Excerpted text »

I really wonder why that is not the case in Ruby. I mean there are some, but there's mostly confidential and there doesn't seem to be much interest around them. Especially not to the point that the project leader would take a stab at it.
Good on Python anyway, competition is good.
Python's "yield from" hands off execution to a sub-generator: http://www.python.org/dev/peps/pep-0380/
Also, the main point of this is to allow for different async libs to find some common ground to stop the madness of having twisted-specific, tornado-specific, etc... The scientific community does not have this pb because everybody uses numpy.
Async interests potentially everybody, including the server guys, the backend guys AND the scientific community.
Not to mention that this is a few contained classes, whereas the scientific stuff is tons and tons of code to be included into Python, including lots of Fortran and C, that would more than triple the size of the standard library.
Lastly, node.js? Lots of languages have a good story for async, from C# and Scala, to Go and Rust...
Tulip separates API from event loop mechanism.
As someone mentioned, if they instead standardized on greenlet then monkeypatching talk wouldn't make sense.
But that's just a nitpick.
Right on. That's the great part -- both a simple way to program and re usability of libraries.
So far, I see library ecosystem fragmentation as the biggest issue of all and nobody seems to want to talk to it.
Academically all the yields and co-routines look so cool, in practice when you need 5 libraries to help with some task, and now you have to re-write them -- not so cool.
A big reason I use (and enjoy using) python is because it doesn't feel like a "bolted on" solution. All current concurrency options for python feel bolted on to me personally.
The python internals weren't designed for this, which is the reason they have to use monkey patching. It doesn't mean that you can't make something work, but it means the language/interpreter sure aren't going to help you make it work.

Material supplied »

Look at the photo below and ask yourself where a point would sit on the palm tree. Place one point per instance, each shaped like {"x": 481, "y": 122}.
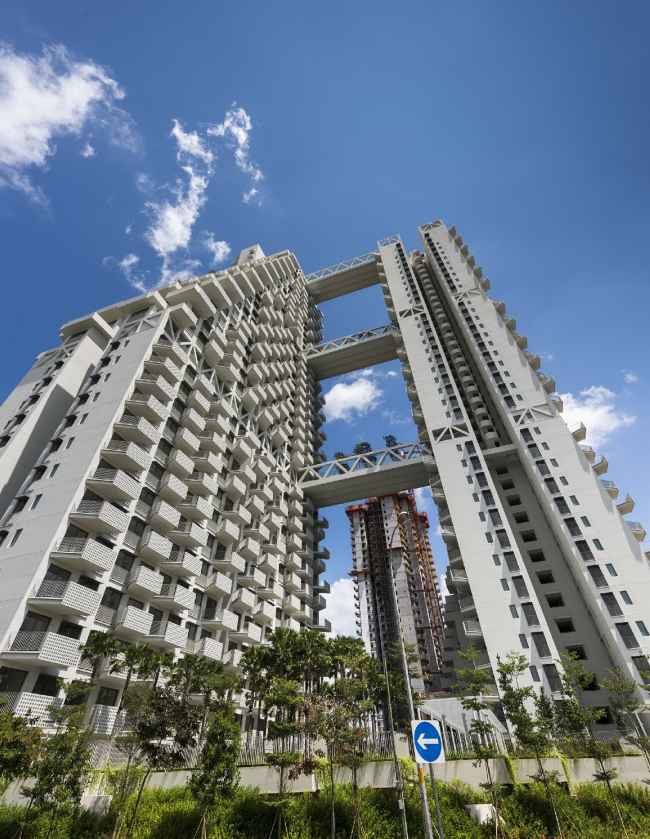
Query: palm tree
{"x": 99, "y": 645}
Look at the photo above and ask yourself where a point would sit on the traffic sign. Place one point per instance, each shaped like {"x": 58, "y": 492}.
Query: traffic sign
{"x": 427, "y": 741}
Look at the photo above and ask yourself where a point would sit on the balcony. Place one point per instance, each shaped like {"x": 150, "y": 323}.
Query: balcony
{"x": 235, "y": 488}
{"x": 182, "y": 564}
{"x": 34, "y": 704}
{"x": 186, "y": 441}
{"x": 137, "y": 429}
{"x": 219, "y": 619}
{"x": 100, "y": 516}
{"x": 179, "y": 464}
{"x": 158, "y": 365}
{"x": 196, "y": 508}
{"x": 243, "y": 601}
{"x": 84, "y": 554}
{"x": 113, "y": 483}
{"x": 143, "y": 582}
{"x": 206, "y": 648}
{"x": 164, "y": 517}
{"x": 102, "y": 721}
{"x": 248, "y": 633}
{"x": 166, "y": 634}
{"x": 229, "y": 561}
{"x": 201, "y": 484}
{"x": 208, "y": 462}
{"x": 44, "y": 648}
{"x": 190, "y": 535}
{"x": 155, "y": 547}
{"x": 126, "y": 455}
{"x": 64, "y": 597}
{"x": 264, "y": 612}
{"x": 218, "y": 585}
{"x": 232, "y": 661}
{"x": 252, "y": 577}
{"x": 147, "y": 406}
{"x": 155, "y": 386}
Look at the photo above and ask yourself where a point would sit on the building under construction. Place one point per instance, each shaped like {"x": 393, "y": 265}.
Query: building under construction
{"x": 381, "y": 546}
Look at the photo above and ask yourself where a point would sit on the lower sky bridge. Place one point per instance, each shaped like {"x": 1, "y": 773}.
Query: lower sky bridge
{"x": 381, "y": 472}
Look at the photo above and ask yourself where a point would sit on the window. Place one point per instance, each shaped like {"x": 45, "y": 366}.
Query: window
{"x": 495, "y": 517}
{"x": 612, "y": 604}
{"x": 584, "y": 549}
{"x": 627, "y": 635}
{"x": 502, "y": 536}
{"x": 530, "y": 614}
{"x": 572, "y": 526}
{"x": 511, "y": 561}
{"x": 600, "y": 580}
{"x": 565, "y": 625}
{"x": 562, "y": 506}
{"x": 555, "y": 600}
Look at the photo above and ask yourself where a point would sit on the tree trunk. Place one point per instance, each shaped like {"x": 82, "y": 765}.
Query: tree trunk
{"x": 137, "y": 803}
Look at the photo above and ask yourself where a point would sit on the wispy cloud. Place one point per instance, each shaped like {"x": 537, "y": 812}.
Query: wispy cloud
{"x": 341, "y": 607}
{"x": 46, "y": 97}
{"x": 352, "y": 398}
{"x": 596, "y": 408}
{"x": 236, "y": 129}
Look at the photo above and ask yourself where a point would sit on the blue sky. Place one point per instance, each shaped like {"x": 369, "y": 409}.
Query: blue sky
{"x": 525, "y": 125}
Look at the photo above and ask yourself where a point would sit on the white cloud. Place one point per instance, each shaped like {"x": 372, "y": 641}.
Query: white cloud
{"x": 353, "y": 398}
{"x": 235, "y": 129}
{"x": 340, "y": 608}
{"x": 220, "y": 250}
{"x": 596, "y": 408}
{"x": 191, "y": 144}
{"x": 43, "y": 98}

Written problem »
Continue the forum discussion about asynchronous programming in Python, picking up after its final comment.

Reply »
I just couldn't write something which depends on speed and concurrency in python right now, knowing there are solutions much better designed for the problem. Python holds a special place in my heart, but unicode and concurrency aren't so good right now.
However, this future async support and unicode support in python 3 very much excites me!
But how does a tangled mess of callback1 callback2 callback3 feel when all you want to do is do a couple of db reads and writes while processing a simple shopping cart. Is that Pythonic?
> The python internals weren't designed for this, which is the reason they have to use monkey patching.
So fix the internals. Here is a practical way people use Python every day, make that the default, don't revert to some academic or callback mechanism.
> I just couldn't write something which depends on speed and concurrency in python right now, knowing there are solutions much better designed for the problem.
See that is what saddens me. gevent and eventlet do let you write reasonably good and concise IO concurrent code. Some have run large sites and deployments with it. I haven't found any major slowdowns or downsides to switch yet. Because I it is easy and simple to experiment, I'll always try Python first, even though later I might switch to Go or Erlang.
I actually did try out a solution based on gevent and eventlet before switching to Go.
Way back in the day [1] the proposal for merging Stackless into mainline Python involved removing Python's stack state from the C stack. However there are complications with calling from C extensions back into Python that ultimately killed this approach.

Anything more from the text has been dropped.